● **Problem details**:
Repeat the records in full, exactly.

[Opening Material for the task section]

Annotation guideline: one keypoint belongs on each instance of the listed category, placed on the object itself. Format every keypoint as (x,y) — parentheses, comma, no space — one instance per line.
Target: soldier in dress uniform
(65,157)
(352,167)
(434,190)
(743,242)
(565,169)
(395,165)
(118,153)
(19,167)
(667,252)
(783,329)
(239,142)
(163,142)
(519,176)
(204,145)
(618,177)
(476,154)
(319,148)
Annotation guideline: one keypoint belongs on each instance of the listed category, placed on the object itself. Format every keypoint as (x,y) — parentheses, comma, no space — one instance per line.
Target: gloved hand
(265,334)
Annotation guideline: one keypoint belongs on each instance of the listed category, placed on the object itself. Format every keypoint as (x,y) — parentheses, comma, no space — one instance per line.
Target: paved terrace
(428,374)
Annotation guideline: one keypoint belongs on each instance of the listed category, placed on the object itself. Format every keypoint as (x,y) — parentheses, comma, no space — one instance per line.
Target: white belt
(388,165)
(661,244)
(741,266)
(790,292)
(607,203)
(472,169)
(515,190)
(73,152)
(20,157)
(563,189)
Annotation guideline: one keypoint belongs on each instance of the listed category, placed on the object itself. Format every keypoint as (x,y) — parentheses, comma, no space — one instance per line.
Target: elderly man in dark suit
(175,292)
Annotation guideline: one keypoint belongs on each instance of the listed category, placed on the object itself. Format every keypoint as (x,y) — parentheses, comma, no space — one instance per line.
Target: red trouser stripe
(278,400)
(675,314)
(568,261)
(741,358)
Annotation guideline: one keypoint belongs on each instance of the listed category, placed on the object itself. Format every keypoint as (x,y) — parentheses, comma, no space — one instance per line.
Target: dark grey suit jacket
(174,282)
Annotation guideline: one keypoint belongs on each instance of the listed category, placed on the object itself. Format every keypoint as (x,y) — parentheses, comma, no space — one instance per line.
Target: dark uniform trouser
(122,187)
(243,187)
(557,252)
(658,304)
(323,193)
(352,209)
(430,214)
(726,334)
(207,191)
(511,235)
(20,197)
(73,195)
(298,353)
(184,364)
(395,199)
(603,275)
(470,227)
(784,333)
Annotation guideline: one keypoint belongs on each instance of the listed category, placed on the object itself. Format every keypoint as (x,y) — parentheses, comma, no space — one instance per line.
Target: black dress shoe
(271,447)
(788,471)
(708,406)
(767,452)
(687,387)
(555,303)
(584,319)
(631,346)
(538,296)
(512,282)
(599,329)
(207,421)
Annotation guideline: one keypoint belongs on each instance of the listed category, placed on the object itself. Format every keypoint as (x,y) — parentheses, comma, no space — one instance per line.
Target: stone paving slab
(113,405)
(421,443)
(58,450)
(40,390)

[Closing Material for the task section]

● **Response box**:
Annotation guideline: one keypoint belongs on each instance of the listed category, placed on the object itself. Format every keypoint as (x,y) — parentheses, comma, no space — one instance per line.
Target: soldier in dress uniform
(65,157)
(352,167)
(434,190)
(743,242)
(565,169)
(395,165)
(118,153)
(19,167)
(667,252)
(783,329)
(239,142)
(163,142)
(519,176)
(204,145)
(618,177)
(476,154)
(319,148)
Annotation guideline: one keypoint belongs on each instance of the listed category, placed on the object itself. Format every keypoint as (x,y) — parentheses, comma, no space — one instance per line.
Target: gloved hand
(265,334)
Annotation guideline: one keypoint belongs on each instance of the listed category, placed on the object itself. Format every keypoint as (x,y) — parentheses, comma, no space — one instance per line.
Target: paved terrace
(428,374)
Annotation guideline: one keypoint belongs on each instance of the listed category, placed on the object itself. Format every keypoint as (x,y) — parentheses, comma, no space — one instance per line.
Target: white belt
(388,165)
(661,244)
(741,266)
(790,292)
(607,203)
(472,169)
(515,190)
(73,152)
(20,157)
(563,189)
Annotation guideline: one keypoint belongs on each instance of the listed category, placed on the object itself. Format every keypoint as (x,y) — parentheses, comma, no space — one instance per line.
Target: elderly man in dark suit
(175,292)
Annotation guideline: one keypoint belongs on each instance of the listed category, placed on the object itself. Format every keypoint as (x,y) — parentheses, comma, no space — one instance per line.
Target: red trouser stripe
(278,400)
(675,314)
(568,261)
(741,358)
Annotation guideline: one keypoint belongs on each instance of the listed category, placed on the object itself. Format every keypoint as (x,y) — parentheses, comma, no space — one instance per line.
Target: dark grey suit jacket
(174,282)
Annotation guideline: one keypoint belongs on each instance of the listed category, placed on the object itself. Format every keypoint as (x,y) — parentheses, comma, no space — one instance per line.
Target: dark uniform trouser
(122,187)
(243,187)
(557,252)
(658,304)
(323,193)
(352,209)
(430,214)
(726,334)
(207,191)
(511,235)
(20,197)
(73,195)
(298,353)
(184,364)
(395,199)
(603,275)
(470,227)
(784,333)
Annotation guideline: one keypoint belongs on each instance of the listed category, placed on the object itself. Format every keypoint as (x,y) — parentheses, comma, no space — one instance per line.
Target: black dress shoe
(271,447)
(788,471)
(708,406)
(767,452)
(687,387)
(555,303)
(584,319)
(631,346)
(538,296)
(512,282)
(599,329)
(207,421)
Annotation guideline: one keypoint belongs on each instance of the listed category, placed on the object itself. Format every keypoint as (x,y) — parentheses, comma, no space — one instance per line.
Target: stone paving slab
(113,405)
(421,443)
(58,450)
(40,390)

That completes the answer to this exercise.